--- Quoted text ---
* * *
Here, in the order terminating Respondent-mother's parental rights, the trial court found as fact that Ethan was adjudicated neglected on 30 March 2015. The trial court further noted that the adjudication of neglect was "based on facts including but not limited to: unstable housing [and] the mother's relationship with [Mr. S.], a relationship with an extensive history of domestic violence stemming back to at least 2013[.]" The trial court further found that Respondent-mother was offered the opportunity to address these issues through a service agreement with YFS. Pertinent parts of Respondent-mother's case plan included domestic violence counseling and the ability to demonstrate skills learned, as well as obtaining and maintaining safe and appropriate housing. Additionally, the trial court ordered that Ethan not be left alone with Mr. S. and that Mr. S. cooperate with YFS.
The trial court made the following findings relevant to Respondent-mother's failure to comply with these requirements:
[13.]a. [Respondent-mother] has failed to adequately address her status as a domestic violence victim, including:
i. declining to acknowledge the existence of domestic violence on numerous occasions, both in and out of court;
ii. refusing to permit access to her home where the Social Worker and GAL could adequately assess whether or not [Mr. S.] remained in her home;
iii. providing inconsistent stories about whether or not [Mr. S.] was in her home, at times stating he was residing with her, at times stating they were in a relationship, at times denying same;
iv. failing to successfully complete domestic violence counseling, causing her case to be closed numerous times due to repeated absences.
* * *
--- Supplied information ---
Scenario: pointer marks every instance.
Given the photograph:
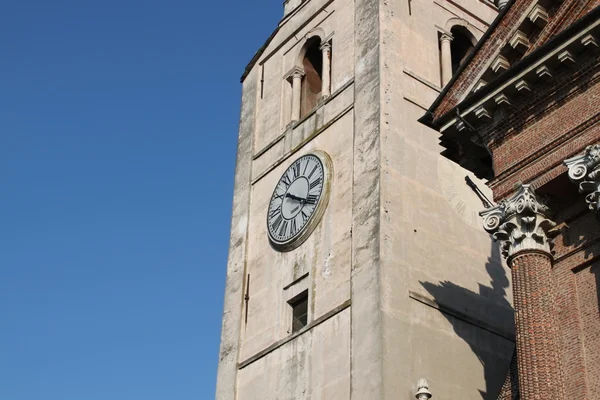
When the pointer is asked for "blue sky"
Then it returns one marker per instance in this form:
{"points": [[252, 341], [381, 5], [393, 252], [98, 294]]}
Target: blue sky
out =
{"points": [[118, 127]]}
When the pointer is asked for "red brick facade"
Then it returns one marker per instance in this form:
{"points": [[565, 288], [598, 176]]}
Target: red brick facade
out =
{"points": [[543, 110]]}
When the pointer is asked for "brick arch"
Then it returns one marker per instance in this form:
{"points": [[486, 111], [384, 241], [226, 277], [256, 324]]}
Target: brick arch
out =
{"points": [[452, 22]]}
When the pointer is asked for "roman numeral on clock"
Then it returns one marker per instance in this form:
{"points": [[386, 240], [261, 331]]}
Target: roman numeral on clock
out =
{"points": [[312, 199], [277, 222], [274, 212], [283, 228], [294, 227], [313, 171], [314, 184], [304, 216]]}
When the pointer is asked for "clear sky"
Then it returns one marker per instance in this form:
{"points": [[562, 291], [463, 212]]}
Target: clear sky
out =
{"points": [[118, 127]]}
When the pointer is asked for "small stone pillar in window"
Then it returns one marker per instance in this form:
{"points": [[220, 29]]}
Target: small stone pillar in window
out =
{"points": [[445, 40], [423, 392], [295, 78], [326, 50]]}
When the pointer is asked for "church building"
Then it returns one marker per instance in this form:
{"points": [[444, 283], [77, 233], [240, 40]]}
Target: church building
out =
{"points": [[359, 266], [523, 111]]}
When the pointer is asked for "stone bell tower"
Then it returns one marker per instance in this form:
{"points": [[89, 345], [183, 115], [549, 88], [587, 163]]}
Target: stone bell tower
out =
{"points": [[376, 281]]}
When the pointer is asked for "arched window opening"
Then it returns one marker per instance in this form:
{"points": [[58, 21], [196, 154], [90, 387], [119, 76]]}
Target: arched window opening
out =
{"points": [[312, 83], [460, 47]]}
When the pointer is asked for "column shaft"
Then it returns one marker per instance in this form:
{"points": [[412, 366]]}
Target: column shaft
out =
{"points": [[296, 96], [446, 59], [326, 51], [540, 373]]}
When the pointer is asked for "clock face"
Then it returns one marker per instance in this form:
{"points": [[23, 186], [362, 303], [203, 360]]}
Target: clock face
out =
{"points": [[298, 201]]}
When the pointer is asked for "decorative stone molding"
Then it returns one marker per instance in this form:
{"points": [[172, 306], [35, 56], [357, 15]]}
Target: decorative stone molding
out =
{"points": [[500, 63], [481, 83], [423, 392], [446, 37], [543, 72], [539, 16], [584, 170], [522, 86], [521, 223], [566, 57], [589, 40], [482, 113], [501, 4], [519, 42], [502, 100]]}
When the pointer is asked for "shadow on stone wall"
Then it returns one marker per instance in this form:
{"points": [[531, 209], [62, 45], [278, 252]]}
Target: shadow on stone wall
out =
{"points": [[465, 308]]}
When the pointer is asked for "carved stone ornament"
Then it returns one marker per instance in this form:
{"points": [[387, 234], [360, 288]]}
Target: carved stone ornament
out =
{"points": [[584, 170], [423, 392], [521, 223]]}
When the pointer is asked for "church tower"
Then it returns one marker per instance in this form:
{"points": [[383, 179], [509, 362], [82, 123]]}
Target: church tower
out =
{"points": [[356, 253]]}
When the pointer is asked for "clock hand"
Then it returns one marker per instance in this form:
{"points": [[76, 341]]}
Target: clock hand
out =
{"points": [[291, 196]]}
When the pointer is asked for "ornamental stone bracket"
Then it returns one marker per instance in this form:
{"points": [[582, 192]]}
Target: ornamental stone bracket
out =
{"points": [[521, 223], [584, 170], [423, 392]]}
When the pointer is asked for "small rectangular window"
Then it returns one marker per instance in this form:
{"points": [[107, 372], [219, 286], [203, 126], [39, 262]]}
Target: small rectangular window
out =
{"points": [[299, 306]]}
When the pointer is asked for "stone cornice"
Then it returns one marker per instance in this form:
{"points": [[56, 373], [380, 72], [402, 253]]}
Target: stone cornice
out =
{"points": [[521, 223], [576, 44]]}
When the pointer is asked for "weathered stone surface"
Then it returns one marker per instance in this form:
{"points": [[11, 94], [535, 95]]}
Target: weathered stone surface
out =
{"points": [[401, 224]]}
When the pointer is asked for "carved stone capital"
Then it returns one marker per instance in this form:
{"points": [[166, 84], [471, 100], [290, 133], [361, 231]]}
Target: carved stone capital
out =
{"points": [[423, 392], [294, 73], [521, 223], [584, 170], [446, 37], [325, 47]]}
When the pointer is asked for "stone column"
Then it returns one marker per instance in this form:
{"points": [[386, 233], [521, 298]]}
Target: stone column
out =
{"points": [[584, 170], [501, 4], [446, 39], [296, 94], [326, 51], [423, 392], [521, 223]]}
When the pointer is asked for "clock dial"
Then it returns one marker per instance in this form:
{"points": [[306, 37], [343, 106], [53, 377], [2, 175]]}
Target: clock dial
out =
{"points": [[299, 196]]}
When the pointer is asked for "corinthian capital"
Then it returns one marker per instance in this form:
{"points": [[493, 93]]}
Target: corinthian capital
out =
{"points": [[584, 170], [521, 223]]}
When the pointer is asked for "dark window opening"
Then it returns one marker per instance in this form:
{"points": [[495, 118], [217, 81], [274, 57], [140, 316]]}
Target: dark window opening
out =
{"points": [[299, 306], [312, 83], [460, 47]]}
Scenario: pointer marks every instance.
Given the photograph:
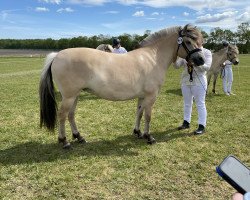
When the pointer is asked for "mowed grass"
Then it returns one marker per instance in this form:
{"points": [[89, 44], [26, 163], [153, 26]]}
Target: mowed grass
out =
{"points": [[114, 164]]}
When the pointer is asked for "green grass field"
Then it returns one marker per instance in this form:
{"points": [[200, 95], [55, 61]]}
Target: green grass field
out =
{"points": [[114, 164]]}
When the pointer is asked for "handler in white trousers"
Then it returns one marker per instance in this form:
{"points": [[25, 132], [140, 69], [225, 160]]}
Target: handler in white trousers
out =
{"points": [[227, 74], [195, 89]]}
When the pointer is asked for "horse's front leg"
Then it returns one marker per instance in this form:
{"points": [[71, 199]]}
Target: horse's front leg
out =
{"points": [[139, 113], [66, 105], [149, 102], [208, 80], [71, 117]]}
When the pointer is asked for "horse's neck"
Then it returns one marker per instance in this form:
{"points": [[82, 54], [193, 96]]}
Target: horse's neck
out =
{"points": [[222, 55], [166, 51]]}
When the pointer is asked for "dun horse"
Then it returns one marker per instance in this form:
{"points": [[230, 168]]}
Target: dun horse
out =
{"points": [[229, 53], [116, 77]]}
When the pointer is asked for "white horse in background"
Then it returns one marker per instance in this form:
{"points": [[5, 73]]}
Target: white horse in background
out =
{"points": [[230, 53], [105, 47], [117, 77]]}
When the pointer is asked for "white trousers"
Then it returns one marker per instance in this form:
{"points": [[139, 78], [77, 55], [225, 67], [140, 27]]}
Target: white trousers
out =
{"points": [[197, 93], [227, 79]]}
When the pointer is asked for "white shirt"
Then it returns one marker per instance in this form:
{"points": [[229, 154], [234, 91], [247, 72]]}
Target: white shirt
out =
{"points": [[227, 63], [120, 50], [199, 72]]}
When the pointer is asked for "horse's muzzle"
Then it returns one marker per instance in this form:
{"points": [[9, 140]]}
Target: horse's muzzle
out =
{"points": [[235, 62], [198, 60]]}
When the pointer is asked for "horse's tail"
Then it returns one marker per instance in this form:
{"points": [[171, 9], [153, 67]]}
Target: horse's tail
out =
{"points": [[48, 105]]}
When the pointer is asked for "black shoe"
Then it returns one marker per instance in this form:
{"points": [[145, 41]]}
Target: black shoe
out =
{"points": [[200, 130], [185, 125]]}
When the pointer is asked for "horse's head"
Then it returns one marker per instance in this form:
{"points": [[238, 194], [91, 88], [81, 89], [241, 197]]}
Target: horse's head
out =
{"points": [[232, 54], [190, 39], [105, 47]]}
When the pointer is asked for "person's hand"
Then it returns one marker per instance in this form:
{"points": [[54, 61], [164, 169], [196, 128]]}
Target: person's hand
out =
{"points": [[237, 196]]}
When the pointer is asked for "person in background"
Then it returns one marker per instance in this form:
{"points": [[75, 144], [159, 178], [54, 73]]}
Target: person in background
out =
{"points": [[239, 196], [194, 89], [117, 46], [227, 76]]}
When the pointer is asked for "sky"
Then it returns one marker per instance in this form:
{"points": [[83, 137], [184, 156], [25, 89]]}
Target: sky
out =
{"points": [[40, 19]]}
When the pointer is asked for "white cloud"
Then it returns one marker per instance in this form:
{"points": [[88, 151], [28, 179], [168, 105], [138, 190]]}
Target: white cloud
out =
{"points": [[155, 13], [139, 14], [61, 10], [41, 9], [245, 17], [89, 2], [4, 14], [111, 12], [51, 1], [216, 17]]}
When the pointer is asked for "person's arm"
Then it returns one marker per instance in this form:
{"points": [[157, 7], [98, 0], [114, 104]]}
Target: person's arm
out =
{"points": [[208, 61], [180, 62]]}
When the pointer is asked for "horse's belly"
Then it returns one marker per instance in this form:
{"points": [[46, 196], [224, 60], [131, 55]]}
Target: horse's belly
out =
{"points": [[116, 95]]}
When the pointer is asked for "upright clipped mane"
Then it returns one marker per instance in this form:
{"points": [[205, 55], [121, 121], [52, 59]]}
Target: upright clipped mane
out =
{"points": [[158, 35], [231, 47], [234, 48], [193, 32], [188, 30]]}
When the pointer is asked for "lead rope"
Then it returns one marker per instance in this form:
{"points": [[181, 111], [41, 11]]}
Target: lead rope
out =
{"points": [[200, 81], [190, 71]]}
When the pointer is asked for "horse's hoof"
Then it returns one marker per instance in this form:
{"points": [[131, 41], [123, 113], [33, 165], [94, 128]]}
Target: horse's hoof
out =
{"points": [[82, 140], [138, 134], [67, 146], [150, 138], [79, 138], [151, 141]]}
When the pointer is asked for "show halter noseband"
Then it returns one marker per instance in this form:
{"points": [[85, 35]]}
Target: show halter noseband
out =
{"points": [[189, 53]]}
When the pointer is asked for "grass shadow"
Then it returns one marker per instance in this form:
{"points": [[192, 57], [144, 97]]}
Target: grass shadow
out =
{"points": [[175, 91], [84, 95], [35, 152], [171, 134]]}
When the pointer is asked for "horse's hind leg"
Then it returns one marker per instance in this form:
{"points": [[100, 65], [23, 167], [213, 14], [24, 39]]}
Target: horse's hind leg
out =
{"points": [[65, 107], [139, 113], [71, 117], [214, 82], [208, 80], [148, 102]]}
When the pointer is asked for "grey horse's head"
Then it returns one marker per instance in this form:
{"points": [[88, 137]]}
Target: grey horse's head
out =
{"points": [[232, 54]]}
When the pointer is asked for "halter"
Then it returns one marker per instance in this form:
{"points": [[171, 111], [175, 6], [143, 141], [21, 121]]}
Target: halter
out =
{"points": [[229, 57], [189, 53]]}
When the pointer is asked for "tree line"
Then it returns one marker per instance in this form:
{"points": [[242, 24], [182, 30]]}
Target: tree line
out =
{"points": [[214, 39]]}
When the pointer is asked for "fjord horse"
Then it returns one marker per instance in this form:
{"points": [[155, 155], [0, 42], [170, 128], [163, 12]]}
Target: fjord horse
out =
{"points": [[116, 77]]}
* * *
--- Exercise goal ---
Continue the court opinion on the termination of Respondent-mother's parental rights, picking up after finding iv.

--- Response for this exercise ---
b. Despite the fact that [Respondent-mother] has maintained housing throughout the tenure of this case, the Court is unable to ascertain the safety or stability of that housing with the unresolved issue of [Mr. S.'s] presence and his lack of engagement in any services.
i. [Mr. S.] was ordered to cooperate with YFS on 30 March 2015, yet failed to respond to all attempts by YFS to make contact with him.
ii. At times [Respondent-mother] was not helpful in assisting with access to [Mr. S.] but rather only gave basic information about [Mr. S.].
iii. In one instance, [Respondent-mother] refused to provide his phone number to YFS, despite the fact that his number was in her phone.
iv. [Respondent-mother] has provided inconsistent information about [Mr. S.'s] whereabouts, including in the May 2017 hearing [Respondent-mother] reported that she had not been in a relationship with [Mr. S.] since December 2016 but reported at the last hearing in February 2017 that he was living with her.
v. During the tenure of the case, [Respondent-mother] consistently created chaos where it was difficult to track who was doing what, when, where and how.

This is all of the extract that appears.